--- THE EXERCISE ---
Pull out the full article below on Union Budget 2023 and Indian markets, reproducing it word for word.

--- SOURCE DOCUMENT ---
+ + + + + + +

For Indian stock market investors, the devil in Budget presentations has always been in the detail.

Past ‘dream’ Budgets which have seen the Finance Minister’s speech greeted with cheers from the gallery, have given way to a more sober mood as investors have discovered provisions relating to taxation of foreign portfolio investors or changes in personal taxation lurking in the Memorandum.

Union Budget 2023, too, seems to have followed this pattern to some extent.

The Nifty 50 which stayed upbeat throughout the budget speech, with gains of 100-200 points, lost the momentum as gains later in the trading session, as more details on the personal tax and sector specific proposals came to light.

No nasty surprise for bond market

From a big picture perspective, investors can take heart from the fact that the headline numbers in the Budget had no big shocks to offer to bond or stock market investors.

Podcast | Budget 2023: How was it for bond market investors?  Podcast | Budget 2023: How was it for bond market investors?

+ + + + + + +

--- RECORD EXTRACTS ---
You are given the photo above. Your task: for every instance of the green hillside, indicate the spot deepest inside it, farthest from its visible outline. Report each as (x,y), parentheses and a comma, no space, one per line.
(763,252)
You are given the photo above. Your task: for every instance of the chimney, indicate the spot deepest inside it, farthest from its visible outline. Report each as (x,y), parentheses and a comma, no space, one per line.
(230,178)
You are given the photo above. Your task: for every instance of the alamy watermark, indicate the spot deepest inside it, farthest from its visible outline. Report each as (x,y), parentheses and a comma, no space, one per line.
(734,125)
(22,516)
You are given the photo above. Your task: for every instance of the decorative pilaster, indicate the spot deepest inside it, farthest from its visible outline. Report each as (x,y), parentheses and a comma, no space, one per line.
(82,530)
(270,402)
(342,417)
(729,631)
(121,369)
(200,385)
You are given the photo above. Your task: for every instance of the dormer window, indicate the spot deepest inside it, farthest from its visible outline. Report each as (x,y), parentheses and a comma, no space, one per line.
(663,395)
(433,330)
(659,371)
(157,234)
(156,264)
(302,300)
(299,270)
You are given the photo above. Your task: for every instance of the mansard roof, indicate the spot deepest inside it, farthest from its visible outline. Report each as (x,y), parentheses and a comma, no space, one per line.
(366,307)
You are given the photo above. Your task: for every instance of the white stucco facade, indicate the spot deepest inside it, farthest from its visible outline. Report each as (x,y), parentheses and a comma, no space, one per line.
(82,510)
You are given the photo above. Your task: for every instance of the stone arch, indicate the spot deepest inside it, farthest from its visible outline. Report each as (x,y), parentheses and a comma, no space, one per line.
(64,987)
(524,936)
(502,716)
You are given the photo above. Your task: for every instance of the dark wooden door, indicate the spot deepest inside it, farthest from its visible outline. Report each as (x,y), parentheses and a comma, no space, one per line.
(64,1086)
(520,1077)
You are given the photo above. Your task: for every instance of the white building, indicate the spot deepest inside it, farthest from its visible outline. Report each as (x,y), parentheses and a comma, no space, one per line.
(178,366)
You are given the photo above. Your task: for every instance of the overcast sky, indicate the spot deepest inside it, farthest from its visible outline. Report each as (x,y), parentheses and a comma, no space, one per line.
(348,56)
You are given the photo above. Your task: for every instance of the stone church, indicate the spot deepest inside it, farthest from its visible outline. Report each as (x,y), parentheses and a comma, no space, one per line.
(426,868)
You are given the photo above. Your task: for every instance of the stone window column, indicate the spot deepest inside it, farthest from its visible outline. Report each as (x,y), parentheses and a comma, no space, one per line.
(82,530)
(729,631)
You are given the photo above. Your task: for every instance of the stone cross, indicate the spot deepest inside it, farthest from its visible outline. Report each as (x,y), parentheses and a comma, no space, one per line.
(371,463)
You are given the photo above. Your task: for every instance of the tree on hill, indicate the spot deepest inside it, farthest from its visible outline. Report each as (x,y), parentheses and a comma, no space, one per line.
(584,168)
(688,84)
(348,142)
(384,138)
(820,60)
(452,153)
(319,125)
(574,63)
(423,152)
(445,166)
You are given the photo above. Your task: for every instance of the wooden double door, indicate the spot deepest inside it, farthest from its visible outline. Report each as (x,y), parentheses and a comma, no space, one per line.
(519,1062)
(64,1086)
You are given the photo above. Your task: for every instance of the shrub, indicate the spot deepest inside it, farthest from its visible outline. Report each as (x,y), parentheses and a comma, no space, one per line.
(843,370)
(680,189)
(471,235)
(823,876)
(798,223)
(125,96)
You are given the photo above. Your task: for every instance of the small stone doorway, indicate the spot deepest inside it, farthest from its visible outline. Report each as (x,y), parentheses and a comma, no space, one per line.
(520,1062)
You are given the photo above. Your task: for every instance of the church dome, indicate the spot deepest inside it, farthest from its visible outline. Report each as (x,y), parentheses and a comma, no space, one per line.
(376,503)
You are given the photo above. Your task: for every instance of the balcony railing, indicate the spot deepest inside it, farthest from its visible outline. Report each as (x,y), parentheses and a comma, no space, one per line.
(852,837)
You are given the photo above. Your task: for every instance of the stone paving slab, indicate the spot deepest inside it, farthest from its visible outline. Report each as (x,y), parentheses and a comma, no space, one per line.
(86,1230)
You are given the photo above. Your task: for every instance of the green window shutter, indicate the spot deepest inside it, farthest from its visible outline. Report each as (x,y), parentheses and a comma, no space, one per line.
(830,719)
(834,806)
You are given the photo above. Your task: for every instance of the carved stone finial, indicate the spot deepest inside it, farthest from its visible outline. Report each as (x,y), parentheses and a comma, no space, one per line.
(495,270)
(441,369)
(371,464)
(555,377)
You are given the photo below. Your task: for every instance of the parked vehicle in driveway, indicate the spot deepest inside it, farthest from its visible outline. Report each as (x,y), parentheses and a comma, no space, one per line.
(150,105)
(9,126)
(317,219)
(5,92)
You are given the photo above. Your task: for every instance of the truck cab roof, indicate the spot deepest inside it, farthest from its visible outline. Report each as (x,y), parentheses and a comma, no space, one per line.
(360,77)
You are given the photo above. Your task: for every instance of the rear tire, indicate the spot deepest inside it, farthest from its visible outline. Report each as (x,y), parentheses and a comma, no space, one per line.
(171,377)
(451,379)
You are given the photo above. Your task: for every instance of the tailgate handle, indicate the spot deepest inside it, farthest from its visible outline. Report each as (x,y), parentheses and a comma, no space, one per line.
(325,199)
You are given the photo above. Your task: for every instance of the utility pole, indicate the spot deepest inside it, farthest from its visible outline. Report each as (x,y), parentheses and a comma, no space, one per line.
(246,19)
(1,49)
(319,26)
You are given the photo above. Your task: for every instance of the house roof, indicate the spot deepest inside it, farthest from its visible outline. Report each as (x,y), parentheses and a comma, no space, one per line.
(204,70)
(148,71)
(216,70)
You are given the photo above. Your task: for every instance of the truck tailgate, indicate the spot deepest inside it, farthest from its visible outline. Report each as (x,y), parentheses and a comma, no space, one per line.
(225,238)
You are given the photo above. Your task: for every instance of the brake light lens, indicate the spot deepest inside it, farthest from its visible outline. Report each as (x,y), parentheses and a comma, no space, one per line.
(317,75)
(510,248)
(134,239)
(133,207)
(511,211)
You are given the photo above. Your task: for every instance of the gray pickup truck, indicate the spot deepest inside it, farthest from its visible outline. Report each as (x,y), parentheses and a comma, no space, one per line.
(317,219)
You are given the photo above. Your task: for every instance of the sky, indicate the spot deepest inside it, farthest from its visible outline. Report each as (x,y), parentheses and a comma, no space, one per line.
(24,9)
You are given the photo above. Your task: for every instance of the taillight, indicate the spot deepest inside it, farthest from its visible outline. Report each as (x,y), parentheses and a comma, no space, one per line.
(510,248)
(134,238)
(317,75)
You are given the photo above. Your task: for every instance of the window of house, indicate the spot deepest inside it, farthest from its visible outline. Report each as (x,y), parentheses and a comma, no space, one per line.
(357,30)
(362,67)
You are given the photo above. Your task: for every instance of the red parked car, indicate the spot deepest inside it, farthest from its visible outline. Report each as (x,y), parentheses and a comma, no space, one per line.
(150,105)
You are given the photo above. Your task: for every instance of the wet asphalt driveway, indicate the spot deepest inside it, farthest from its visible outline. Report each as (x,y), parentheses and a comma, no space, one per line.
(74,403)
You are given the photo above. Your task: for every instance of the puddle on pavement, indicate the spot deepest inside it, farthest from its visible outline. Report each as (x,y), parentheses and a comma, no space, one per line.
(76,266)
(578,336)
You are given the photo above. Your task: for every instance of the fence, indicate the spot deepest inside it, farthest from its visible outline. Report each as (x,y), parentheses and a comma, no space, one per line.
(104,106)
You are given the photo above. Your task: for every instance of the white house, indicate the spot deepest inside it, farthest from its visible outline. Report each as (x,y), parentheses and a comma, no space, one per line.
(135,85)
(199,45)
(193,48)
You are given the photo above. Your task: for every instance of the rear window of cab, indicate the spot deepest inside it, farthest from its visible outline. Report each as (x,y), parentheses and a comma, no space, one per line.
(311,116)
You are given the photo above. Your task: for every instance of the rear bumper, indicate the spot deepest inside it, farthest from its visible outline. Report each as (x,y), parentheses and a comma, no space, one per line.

+ + + + + + +

--- PROBLEM SOLUTION ---
For Indian stock market investors, the devil in Budget presentations has always been in the detail.

Past ‘dream’ Budgets which have seen the Finance Minister’s speech greeted with cheers from the gallery, have given way to a more sober mood as investors have discovered provisions relating to taxation of foreign portfolio investors or changes in personal taxation lurking in the Memorandum.

Union Budget 2023, too, seems to have followed this pattern to some extent.

The Nifty 50 which stayed upbeat throughout the budget speech, with gains of 100-200 points, lost the momentum as gains later in the trading session, as more details on the personal tax and sector specific proposals came to light.

No nasty surprise for bond market

From a big picture perspective, investors can take heart from the fact that the headline numbers in the Budget had no big shocks to offer to bond or stock market investors.

Podcast | Budget 2023: How was it for bond market investors?  Podcast | Budget 2023: How was it for bond market investors?